- **Work task 1**
Answer these from the article about the woman who passed out in a Massachusetts store:
(a) What was the toddler wearing?
(b) How many doses of Narcan did paramedics reportedly give the woman?
(c) Which agency took the child into emergency custody?
- **Work task 2**
Name every news organization mentioned in the article about the woman who passed out in a Massachusetts store.
- **Work task 3**
Carry on the article about the woman who passed out in a Massachusetts store, beginning after its final sentence.

- **Excerpt to read**
----

Video Shows Child Trying To Wake Mom Who Allegedly Overdosed

Police around the country say they're seeing similar scenes on a regular basis.
A little girl tries to wake her mother, who passed out in a Massachusetts store on Sunday.
A little girl tries to wake her mother, who passed out in a Massachusetts store on Sunday.
Police

Disturbing footage released by Massachusetts police on Wednesday shows a woman passed out in a store as her toddler, wearing pink “Frozen” pajamas, desperately tugs at her hand.

Police suspect the woman overdosed on heroin inside the Lawrence Family Dollar store, NECN reported.

“It’s heartbreaking,” Lawrence Police Chief James Fitzpatrick told NECN of the video, shot Sunday afternoon. “This is definitely evidence that shows what addiction can do to someone and what happens when they use these types of narcotics.”

Responding officers allegedly found drug residue and paraphernalia in the woman’s bag while searching for her identification, the Eagle Tribune reported, citing a police report.

Paramedics reportedly revived the woman, identified as a 36-year-old from Salem, New Hampshire, with two doses of the opiate antidote Narcan. She denied overdosing on drugs and said she “was just tired and dozed off,” according to the police report.

Her child was taken into emergency custody by the Department of Children and Families following the incident, NECN reported. Police did not immediately return The Huffington Post’s request for comment on Thursday.

Only four states have seen more heroin overdoses than Massachusetts, according to the Boston Globe. But police around the country are seeing similarly harrowing scenes as the U.S. battles an opioid epidemic.

“This is definitely evidence that shows what addiction can do to someone and what happens when they use these types of narcotics.”

- Lawrence Police Chief James Fitzpatrick

Earlier this month, police in East Liverpool, Ohio, shared a photo showing two adults passed out in a car with a little boy in the backseat. The photo, posted on Facebook, went viral, but has also been criticized as insensitive and unhelpful.

----

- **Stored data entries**

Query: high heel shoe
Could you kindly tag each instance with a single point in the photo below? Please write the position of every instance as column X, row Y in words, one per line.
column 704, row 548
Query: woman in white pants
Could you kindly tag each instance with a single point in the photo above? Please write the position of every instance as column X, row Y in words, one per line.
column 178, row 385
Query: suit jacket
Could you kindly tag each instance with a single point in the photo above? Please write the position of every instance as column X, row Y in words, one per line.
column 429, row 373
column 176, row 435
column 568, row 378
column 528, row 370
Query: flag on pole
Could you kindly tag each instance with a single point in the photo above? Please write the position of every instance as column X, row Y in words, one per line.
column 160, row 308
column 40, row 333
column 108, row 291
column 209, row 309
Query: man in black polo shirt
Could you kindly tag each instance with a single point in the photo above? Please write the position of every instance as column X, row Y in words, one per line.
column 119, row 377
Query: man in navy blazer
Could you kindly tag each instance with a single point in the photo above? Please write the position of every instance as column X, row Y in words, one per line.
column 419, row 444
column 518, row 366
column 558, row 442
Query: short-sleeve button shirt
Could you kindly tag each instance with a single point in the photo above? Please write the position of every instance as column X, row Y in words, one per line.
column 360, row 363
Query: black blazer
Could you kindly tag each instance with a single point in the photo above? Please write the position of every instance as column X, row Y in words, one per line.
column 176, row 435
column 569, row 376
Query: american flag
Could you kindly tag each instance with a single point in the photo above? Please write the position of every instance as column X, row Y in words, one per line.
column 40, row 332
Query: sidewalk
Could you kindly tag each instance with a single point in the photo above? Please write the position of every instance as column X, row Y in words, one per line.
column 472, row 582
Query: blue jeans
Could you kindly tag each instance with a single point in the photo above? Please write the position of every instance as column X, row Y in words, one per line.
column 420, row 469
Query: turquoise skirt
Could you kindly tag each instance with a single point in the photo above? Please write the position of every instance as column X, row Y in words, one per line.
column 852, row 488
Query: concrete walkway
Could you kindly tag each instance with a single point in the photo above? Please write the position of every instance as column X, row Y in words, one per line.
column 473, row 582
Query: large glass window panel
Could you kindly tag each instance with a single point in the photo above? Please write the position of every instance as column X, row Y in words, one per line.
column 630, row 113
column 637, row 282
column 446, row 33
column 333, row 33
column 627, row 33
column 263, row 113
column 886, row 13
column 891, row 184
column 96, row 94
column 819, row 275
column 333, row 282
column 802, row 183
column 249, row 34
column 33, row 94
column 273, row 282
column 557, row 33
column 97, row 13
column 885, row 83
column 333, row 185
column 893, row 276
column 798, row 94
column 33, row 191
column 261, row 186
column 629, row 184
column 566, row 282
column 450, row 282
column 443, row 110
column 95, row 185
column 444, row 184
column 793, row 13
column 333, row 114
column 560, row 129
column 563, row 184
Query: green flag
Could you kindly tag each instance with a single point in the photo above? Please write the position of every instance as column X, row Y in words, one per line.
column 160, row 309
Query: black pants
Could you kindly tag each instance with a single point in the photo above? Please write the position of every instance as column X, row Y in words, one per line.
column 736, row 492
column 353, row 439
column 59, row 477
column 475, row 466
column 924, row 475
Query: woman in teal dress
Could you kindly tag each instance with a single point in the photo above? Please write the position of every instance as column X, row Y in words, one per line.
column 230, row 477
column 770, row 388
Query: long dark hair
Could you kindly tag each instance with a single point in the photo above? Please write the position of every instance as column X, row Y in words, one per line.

----

- **Task response 1**
(a) Pink "Frozen" pajamas
(b) Two
(c) The Department of Children and Families

- **Task response 2**
NECN, the Eagle Tribune, The Huffington Post, the Boston Globe

- **Task response 3**
“We are well aware that some may be offended by these images and for that we are truly sorry, but it is time that the non drug using public sees what we are now dealing with on a daily basis,” the post read. “The poison known as heroin has taken a strong grip on many communities not just ours, the difference is we are willing to fight this problem until it’s gone and if that means we offend a few people along the way we are prepared to deal with that.”

After four people died from suspected heroin overdoses in March, the Dodge County Sheriff’s office in Wisconsin wrote on Facebook, “This overdose problem continues to be a daily problem that our emergency responders, hospitals, and physicians are struggling with.”

Last week, footage emerged of a child with an unconscious couple in a vehicle in Milwaukee. The adults in the video, which was filmed in March, were treated with Narcan and had a bottle of pills, nearly all opioids, in their possession, WCMH reported. Fox 6 has since reported that one of them, 41-year-old Matthew Huber, was among 13 people who died of suspected overdoses in Milwaukee over Labor Day weekend.

Each day, 78 people in the U.S. die from opioid overdoses from both prescription opioid painkillers ― like oxycodone, hydrocodone and methadone ― and illicit drugs like heroin, according to the Centers for Disease Control and Prevention. Those addicted to prescription opioid pain relievers have a higher risk of becoming addicted to heroin, since such medications can be a gateway drug. According to a 2013 study cited by the CDC, approximately 3 in 4 new heroin users report having previously abused prescription opioids.